◆ **SET PROBLEM**: Can you repeat the passage on Jesus's parables, starting at the words "This is another" and stopping after "the Messianic Age.", with "analogies" substituted for every "metaphors"?

--- Start GIVEN PASSAGE ---

This is another First Fruits of Zion (FFOZ) perspective on a common “attribute” of Jesus, in this case, how he taught using parables, that for me, revealed more about how Christians think than about the topic itself. I always assumed that the parables of Jesus were metaphors designed to communicate complex concepts and ideas in a simple manner. This is probably because in my previous career as a psychotherapist, using metaphors was a common method I employed to accomplish the same thing.

But apparently, it’s generally understood in the Church that Jesus used parables to confuse his listeners and to hide the truth from the Jewish people. He spoke in riddles in order to prevent the Jews from repenting and returning to God, which, if repentance had occurred, would have resulted in Israel entering the Messianic Age.

According to FFOZ teacher and author Toby Janicki, it’s easy to understand why modern Christians might get that idea:

His disciples approached him and said, “Why is it that you speak to them in parables?” He answered them and said, “Because to you it is given to know the secrets of the kingdom of Heaven, but to them it is not given. For to one who has, it will surely be given, and he will have extra, but for one who does not have, even what he does have will be taken away from him. That is why I speak to them in parables. For in their seeing they will not see, and in their hearing they will not hear, nor do they even understand.

In them is fulfilled the prophecy of Yeshayah that says,

‘Listen well, but you will not understand. Look closely, but you will not know. Fatten the heart of this nation, and make its ears heavy and seal its eyes, so that it will not see with its eyes or hear with its ears or understand with its heart or repent and be healed’.”

Matthew 13:10-15 (DHE Gospels)

--- End GIVEN PASSAGE ---
--- Start SOURCE MATERIAL ---

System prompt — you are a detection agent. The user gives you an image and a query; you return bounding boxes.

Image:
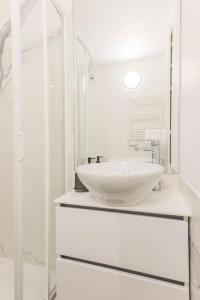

--- End SOURCE MATERIAL ---

◆ **ANSWER FOR THIS EXERCISE**:
This is another First Fruits of Zion (FFOZ) perspective on a common “attribute” of Jesus, in this case, how he taught using parables, that for me, revealed more about how Christians think than about the topic itself. I always assumed that the parables of Jesus were analogies designed to communicate complex concepts and ideas in a simple manner. This is probably because in my previous career as a psychotherapist, using analogies was a common method I employed to accomplish the same thing.

But apparently, it’s generally understood in the Church that Jesus used parables to confuse his listeners and to hide the truth from the Jewish people. He spoke in riddles in order to prevent the Jews from repenting and returning to God, which, if repentance had occurred, would have resulted in Israel entering the Messianic Age.